Data supplied:
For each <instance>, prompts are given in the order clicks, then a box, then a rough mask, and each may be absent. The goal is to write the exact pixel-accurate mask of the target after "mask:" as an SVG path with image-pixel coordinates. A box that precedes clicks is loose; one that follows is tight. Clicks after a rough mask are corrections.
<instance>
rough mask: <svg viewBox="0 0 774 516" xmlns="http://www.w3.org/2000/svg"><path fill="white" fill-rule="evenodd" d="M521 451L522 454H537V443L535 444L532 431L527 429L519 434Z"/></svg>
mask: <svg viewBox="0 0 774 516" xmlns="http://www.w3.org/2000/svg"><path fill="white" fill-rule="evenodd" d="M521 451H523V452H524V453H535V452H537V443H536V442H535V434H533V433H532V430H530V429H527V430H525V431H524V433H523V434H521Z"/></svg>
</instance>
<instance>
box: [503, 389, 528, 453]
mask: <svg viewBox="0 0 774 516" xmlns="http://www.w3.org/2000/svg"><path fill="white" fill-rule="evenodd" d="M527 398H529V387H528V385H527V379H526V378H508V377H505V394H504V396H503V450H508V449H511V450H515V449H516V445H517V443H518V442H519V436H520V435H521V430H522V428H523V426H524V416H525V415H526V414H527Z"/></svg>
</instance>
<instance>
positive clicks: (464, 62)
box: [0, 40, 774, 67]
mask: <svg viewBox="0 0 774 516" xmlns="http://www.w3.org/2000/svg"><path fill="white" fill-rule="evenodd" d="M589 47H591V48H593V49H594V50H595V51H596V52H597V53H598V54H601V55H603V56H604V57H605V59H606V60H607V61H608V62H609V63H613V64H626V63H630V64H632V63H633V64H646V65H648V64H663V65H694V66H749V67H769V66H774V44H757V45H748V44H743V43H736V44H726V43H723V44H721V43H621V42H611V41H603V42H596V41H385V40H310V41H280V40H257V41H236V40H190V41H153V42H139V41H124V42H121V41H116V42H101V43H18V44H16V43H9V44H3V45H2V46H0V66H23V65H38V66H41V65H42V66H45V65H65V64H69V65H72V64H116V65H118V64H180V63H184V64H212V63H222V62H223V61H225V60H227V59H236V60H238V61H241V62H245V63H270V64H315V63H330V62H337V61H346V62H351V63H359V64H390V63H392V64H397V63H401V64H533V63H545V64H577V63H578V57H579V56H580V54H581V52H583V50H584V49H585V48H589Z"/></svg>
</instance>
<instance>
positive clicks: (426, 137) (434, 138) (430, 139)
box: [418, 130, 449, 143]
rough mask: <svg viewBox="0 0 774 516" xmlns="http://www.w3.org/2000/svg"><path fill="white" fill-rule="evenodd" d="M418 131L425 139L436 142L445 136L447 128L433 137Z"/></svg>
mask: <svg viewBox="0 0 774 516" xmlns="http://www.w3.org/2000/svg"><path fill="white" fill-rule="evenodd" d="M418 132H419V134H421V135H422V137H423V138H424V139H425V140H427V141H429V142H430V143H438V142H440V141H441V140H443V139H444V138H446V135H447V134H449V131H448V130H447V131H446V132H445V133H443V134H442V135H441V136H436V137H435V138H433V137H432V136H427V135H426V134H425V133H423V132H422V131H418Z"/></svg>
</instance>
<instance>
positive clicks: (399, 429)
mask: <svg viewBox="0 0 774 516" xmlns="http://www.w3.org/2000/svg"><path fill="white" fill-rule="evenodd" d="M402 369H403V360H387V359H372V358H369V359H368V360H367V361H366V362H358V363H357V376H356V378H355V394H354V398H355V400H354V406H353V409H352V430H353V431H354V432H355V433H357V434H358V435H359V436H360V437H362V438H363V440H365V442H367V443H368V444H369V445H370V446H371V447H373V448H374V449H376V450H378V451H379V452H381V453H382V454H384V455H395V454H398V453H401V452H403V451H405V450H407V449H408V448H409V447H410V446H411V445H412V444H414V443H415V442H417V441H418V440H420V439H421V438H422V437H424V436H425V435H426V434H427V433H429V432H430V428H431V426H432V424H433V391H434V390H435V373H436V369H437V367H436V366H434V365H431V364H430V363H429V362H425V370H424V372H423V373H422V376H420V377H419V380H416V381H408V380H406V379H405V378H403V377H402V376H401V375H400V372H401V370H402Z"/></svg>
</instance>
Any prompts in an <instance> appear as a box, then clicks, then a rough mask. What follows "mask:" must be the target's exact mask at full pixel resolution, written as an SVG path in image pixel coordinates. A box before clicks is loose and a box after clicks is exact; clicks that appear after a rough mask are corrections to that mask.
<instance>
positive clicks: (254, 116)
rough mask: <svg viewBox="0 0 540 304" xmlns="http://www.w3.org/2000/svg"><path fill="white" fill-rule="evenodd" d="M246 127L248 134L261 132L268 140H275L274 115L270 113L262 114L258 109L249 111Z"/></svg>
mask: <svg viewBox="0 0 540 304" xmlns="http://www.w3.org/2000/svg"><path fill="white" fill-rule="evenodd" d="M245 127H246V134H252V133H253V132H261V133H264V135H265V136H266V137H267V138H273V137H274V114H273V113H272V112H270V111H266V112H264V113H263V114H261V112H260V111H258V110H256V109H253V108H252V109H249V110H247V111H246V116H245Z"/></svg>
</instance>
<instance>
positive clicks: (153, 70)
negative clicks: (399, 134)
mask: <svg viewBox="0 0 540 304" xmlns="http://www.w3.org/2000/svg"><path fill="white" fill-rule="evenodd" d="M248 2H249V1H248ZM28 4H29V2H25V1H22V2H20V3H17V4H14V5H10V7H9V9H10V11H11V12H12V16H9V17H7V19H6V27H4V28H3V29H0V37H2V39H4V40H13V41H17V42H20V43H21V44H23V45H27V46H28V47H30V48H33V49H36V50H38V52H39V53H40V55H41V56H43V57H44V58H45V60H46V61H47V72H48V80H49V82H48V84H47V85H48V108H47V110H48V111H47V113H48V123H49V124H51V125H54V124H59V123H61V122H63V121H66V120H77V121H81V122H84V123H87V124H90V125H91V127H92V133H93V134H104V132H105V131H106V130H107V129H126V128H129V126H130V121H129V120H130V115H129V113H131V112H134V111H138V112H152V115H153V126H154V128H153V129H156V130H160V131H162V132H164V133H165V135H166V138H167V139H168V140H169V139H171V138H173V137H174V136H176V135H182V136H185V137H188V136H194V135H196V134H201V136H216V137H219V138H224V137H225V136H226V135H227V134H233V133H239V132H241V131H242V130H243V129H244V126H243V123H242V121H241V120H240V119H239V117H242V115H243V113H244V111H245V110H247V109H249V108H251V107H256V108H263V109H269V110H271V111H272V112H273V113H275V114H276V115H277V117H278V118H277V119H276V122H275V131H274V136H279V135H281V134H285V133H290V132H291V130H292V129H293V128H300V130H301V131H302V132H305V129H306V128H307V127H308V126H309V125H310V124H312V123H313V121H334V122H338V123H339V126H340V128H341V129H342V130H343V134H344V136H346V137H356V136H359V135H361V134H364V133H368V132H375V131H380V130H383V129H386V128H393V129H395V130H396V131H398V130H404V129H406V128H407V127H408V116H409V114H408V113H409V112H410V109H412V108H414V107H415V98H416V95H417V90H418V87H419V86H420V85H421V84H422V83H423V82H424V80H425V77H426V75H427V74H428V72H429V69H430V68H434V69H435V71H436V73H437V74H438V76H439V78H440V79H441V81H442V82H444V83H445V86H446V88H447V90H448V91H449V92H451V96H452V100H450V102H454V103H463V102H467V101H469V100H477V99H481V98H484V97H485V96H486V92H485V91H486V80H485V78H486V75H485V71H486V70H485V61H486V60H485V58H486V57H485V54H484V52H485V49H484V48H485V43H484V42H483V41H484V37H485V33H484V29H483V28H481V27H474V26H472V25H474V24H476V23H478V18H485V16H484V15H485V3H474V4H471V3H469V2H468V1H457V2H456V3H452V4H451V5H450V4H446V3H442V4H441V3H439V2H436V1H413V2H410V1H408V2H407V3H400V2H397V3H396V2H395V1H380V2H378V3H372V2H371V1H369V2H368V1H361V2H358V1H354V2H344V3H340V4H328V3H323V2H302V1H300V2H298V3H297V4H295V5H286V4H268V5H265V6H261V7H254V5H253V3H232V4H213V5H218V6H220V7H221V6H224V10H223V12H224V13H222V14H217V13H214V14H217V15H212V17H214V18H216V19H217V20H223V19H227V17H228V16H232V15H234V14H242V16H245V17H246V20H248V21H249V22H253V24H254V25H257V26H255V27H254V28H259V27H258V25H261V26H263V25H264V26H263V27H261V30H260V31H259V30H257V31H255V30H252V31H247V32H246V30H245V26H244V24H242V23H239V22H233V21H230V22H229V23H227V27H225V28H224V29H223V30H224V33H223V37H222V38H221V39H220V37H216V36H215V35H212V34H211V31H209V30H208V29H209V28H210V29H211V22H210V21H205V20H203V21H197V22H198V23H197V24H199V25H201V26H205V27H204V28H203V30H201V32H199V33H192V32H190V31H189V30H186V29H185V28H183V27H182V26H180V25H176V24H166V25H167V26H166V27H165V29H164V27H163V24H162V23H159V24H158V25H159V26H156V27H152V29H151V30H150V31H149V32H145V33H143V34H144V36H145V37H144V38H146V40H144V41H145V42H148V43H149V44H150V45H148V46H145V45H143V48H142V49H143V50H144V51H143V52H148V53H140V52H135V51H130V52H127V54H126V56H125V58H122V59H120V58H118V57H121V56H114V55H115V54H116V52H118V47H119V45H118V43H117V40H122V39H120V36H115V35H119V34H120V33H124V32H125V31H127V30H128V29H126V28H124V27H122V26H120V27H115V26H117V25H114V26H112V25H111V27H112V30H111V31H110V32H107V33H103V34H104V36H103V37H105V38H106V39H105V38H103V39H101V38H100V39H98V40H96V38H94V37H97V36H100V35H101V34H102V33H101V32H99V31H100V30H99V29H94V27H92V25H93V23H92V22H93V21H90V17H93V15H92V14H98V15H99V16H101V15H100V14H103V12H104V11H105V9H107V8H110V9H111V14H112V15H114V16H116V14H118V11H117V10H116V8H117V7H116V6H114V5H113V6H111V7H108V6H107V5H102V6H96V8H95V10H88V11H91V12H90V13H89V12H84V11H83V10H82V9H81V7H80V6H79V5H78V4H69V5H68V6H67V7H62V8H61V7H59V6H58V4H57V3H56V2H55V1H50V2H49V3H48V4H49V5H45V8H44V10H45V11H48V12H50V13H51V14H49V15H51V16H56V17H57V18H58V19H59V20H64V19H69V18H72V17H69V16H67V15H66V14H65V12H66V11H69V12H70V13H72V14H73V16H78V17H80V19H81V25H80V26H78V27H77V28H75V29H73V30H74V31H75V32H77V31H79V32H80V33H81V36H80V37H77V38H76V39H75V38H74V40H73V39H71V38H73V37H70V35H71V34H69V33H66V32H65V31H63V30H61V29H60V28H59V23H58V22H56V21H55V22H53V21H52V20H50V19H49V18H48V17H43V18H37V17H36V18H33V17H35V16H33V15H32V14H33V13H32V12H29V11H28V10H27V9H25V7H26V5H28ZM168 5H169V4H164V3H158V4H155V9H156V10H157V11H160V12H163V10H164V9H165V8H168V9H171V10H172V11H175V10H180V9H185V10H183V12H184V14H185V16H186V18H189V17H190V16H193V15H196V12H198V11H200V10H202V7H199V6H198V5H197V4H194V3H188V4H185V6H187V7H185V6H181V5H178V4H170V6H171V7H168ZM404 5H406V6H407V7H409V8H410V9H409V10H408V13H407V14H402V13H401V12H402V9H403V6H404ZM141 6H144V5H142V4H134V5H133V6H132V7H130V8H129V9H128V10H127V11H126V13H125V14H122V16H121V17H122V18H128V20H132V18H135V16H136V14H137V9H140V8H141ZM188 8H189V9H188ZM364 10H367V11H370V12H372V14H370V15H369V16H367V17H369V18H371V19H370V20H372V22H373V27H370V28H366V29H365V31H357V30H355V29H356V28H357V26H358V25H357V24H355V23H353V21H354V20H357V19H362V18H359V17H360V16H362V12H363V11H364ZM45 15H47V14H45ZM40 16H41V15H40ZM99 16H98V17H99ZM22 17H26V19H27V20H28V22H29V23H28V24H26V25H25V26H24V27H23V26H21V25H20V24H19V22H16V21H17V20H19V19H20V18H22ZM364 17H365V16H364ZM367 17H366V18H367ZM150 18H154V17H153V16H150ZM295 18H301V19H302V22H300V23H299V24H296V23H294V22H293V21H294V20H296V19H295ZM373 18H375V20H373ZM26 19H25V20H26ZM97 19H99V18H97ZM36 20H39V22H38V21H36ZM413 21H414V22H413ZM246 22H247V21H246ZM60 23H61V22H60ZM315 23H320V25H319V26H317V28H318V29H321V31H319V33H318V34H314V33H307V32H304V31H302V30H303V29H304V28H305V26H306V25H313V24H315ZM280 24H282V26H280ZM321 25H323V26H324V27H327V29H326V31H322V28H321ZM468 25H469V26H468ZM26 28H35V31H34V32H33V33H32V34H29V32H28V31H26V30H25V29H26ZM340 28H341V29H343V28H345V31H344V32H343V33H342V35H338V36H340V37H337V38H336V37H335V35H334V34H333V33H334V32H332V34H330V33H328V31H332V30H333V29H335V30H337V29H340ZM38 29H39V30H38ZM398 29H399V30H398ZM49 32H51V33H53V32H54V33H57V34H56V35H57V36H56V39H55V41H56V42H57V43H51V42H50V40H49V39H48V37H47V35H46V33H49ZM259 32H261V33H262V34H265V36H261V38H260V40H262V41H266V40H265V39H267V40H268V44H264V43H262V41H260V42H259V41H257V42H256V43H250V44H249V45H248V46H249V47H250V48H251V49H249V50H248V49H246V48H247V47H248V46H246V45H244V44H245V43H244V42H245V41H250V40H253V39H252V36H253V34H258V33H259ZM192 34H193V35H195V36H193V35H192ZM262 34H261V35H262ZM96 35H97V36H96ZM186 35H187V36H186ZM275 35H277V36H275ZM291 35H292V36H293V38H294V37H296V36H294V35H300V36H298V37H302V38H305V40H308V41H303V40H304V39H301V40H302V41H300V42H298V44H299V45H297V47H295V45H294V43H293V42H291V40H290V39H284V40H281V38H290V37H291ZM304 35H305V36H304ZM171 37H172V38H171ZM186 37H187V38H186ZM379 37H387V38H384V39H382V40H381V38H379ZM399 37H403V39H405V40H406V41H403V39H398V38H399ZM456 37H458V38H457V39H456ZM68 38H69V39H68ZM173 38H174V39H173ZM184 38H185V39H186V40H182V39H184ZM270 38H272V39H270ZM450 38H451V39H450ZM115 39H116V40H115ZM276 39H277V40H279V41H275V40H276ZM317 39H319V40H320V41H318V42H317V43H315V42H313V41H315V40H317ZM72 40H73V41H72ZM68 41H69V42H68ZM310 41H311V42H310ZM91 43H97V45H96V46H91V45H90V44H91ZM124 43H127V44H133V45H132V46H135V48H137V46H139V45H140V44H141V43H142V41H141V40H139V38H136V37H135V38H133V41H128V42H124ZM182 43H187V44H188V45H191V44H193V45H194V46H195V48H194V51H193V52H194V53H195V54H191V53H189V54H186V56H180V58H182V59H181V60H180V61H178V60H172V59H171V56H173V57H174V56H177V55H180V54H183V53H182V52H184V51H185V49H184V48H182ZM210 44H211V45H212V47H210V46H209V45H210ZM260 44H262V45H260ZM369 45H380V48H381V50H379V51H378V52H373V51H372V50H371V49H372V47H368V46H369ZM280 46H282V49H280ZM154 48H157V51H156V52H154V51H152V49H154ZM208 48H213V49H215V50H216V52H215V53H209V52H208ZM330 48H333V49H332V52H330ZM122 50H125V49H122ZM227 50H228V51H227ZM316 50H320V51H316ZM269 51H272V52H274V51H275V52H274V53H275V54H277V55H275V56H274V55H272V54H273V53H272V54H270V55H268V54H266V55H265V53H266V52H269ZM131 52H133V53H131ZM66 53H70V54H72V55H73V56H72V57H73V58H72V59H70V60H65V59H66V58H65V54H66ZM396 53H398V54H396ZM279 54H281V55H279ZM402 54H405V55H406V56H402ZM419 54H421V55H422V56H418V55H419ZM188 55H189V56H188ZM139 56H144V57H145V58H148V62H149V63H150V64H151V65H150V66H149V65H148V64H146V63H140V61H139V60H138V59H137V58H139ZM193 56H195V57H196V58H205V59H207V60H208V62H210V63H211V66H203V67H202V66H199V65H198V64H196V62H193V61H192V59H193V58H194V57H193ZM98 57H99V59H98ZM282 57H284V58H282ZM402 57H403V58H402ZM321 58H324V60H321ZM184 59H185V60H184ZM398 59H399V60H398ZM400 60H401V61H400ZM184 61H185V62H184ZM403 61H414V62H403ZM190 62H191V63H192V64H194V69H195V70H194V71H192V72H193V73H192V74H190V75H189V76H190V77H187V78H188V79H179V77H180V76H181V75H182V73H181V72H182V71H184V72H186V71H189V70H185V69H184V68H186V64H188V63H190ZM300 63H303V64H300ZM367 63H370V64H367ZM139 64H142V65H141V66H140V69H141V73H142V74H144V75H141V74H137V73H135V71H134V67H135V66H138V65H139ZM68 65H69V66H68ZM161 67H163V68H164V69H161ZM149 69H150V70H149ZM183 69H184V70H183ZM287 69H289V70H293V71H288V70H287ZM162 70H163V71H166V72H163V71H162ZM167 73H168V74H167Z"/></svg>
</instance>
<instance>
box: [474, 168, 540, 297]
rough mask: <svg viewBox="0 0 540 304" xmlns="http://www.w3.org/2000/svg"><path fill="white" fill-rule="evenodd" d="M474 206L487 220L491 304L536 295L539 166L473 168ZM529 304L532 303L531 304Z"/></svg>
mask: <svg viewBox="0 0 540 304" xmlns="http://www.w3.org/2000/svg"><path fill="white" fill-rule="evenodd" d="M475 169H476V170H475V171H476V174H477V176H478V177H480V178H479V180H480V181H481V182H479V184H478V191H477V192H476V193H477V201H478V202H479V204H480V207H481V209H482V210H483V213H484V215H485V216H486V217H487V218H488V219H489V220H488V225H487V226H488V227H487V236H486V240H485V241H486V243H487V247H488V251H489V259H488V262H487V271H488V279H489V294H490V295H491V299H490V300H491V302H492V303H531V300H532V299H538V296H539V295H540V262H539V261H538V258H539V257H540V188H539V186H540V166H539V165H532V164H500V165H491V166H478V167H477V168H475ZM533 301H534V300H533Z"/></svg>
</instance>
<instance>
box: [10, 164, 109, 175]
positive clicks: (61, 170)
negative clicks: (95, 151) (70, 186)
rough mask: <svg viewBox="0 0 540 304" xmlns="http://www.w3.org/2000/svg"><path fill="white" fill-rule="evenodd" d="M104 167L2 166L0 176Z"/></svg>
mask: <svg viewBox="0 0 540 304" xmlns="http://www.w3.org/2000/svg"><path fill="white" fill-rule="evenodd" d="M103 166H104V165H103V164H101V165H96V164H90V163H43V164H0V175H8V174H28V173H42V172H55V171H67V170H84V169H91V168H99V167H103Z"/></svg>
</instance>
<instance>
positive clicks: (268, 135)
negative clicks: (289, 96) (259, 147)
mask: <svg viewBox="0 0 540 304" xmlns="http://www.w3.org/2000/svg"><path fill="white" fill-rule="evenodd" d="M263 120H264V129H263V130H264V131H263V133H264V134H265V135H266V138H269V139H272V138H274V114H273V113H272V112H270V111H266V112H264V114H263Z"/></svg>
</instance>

Directive: Gather every line of the data above that contains the string "coordinates", treating uppercase and lowercase as different, and copy each line out in full.

Exercise output:
For each <instance>, prompts are given in the order clicks, then a box, then a rough mask, and each may be absent. The goal is to write the exact pixel-accurate mask of the target after "mask:" as an SVG path with image-pixel coordinates. A box that precedes clicks is loose; one that follows is tight. Clicks after a rough mask are corrections.
Any prompts in an <instance> appear as a box, then clicks, then a rough mask. What follows "mask:" must be the target's exact mask at full pixel resolution, written as an SVG path in image pixel coordinates. A box before clicks is loose and a box after clicks is exact; clicks that appear after a rough mask are corrections to that mask.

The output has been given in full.